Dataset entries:

>>>>

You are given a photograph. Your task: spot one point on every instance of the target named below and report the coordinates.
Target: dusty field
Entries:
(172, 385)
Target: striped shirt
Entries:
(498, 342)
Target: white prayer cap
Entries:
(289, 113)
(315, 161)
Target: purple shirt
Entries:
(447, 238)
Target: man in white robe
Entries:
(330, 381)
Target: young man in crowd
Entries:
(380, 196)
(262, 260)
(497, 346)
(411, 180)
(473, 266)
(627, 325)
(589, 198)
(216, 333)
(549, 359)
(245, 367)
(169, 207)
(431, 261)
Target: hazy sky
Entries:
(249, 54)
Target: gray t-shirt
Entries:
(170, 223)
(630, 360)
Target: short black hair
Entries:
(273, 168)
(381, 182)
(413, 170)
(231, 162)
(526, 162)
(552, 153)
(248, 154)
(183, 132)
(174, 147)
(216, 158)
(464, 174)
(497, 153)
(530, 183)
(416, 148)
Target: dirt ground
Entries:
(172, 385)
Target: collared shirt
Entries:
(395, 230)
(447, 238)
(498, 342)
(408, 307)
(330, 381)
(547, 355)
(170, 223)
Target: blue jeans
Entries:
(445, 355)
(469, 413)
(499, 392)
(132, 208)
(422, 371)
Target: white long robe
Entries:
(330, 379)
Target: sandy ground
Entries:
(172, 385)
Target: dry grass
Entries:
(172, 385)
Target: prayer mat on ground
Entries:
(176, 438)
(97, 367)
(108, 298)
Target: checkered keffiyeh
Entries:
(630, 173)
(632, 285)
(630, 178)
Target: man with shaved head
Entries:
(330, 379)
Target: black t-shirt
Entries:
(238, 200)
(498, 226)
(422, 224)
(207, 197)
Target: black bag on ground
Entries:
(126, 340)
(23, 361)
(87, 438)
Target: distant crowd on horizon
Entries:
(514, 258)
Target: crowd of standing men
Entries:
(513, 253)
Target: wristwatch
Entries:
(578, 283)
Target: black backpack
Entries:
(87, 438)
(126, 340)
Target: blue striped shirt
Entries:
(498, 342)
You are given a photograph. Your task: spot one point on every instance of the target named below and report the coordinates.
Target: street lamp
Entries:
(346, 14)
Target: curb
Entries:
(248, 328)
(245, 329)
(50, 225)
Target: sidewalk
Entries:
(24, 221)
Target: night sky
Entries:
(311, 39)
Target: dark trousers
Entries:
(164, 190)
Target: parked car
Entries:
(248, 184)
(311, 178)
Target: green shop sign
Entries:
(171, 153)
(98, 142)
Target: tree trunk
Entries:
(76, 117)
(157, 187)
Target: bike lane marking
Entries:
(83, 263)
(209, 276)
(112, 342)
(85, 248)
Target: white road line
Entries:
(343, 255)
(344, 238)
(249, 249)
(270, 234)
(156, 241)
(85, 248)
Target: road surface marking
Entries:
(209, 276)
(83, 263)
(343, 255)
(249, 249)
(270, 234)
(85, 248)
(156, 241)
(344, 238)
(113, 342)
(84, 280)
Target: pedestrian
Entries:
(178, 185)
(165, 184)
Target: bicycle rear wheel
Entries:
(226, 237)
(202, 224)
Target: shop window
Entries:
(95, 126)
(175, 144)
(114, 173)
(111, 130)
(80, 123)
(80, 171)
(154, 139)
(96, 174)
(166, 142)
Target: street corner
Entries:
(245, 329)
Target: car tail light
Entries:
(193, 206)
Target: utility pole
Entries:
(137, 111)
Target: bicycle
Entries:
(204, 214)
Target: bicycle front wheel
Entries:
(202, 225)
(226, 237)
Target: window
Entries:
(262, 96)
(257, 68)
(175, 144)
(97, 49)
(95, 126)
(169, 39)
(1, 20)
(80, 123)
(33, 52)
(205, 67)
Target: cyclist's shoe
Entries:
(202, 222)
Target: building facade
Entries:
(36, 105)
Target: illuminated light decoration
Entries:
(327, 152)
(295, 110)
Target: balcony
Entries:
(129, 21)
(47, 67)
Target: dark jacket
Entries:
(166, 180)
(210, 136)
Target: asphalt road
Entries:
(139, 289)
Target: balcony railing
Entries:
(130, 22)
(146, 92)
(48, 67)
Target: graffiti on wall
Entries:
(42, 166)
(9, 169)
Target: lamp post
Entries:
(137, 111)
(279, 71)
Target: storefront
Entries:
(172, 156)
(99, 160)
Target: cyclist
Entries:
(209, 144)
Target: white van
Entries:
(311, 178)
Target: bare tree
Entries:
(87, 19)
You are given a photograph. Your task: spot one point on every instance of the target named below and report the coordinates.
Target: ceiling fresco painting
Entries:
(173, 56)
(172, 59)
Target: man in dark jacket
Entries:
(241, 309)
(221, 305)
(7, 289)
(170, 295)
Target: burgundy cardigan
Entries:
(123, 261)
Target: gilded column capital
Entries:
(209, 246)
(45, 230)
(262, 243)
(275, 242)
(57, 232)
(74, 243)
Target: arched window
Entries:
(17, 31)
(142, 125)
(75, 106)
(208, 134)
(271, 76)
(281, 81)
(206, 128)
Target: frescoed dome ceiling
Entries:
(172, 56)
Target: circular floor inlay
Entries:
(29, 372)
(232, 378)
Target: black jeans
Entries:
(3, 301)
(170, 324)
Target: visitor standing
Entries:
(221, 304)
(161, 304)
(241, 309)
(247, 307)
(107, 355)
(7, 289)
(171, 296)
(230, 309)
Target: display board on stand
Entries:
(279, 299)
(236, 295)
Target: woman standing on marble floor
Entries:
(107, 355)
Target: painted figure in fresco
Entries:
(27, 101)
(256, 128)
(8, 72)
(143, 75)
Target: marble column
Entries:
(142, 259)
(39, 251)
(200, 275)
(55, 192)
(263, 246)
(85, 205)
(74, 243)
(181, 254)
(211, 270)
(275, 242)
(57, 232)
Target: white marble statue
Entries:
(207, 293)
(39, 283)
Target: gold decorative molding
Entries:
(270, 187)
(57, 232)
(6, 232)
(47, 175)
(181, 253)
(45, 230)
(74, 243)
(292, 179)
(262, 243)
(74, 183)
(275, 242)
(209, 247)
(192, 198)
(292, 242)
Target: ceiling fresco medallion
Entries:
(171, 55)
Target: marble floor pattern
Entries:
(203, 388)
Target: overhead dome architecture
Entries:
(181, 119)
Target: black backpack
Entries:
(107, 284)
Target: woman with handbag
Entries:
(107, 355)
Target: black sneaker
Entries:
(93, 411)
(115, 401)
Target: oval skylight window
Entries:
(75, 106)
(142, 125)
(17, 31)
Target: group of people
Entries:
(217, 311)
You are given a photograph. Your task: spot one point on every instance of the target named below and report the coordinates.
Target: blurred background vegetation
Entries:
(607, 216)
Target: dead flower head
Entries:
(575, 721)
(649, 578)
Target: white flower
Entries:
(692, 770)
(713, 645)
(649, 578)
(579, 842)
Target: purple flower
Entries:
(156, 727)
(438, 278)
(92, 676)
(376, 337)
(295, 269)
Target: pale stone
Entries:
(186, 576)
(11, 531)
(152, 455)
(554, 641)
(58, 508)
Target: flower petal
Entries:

<<<<

What to do: In the records above, how many lines hold the string "prayer"? Respond with that number only.

Exercise result: 2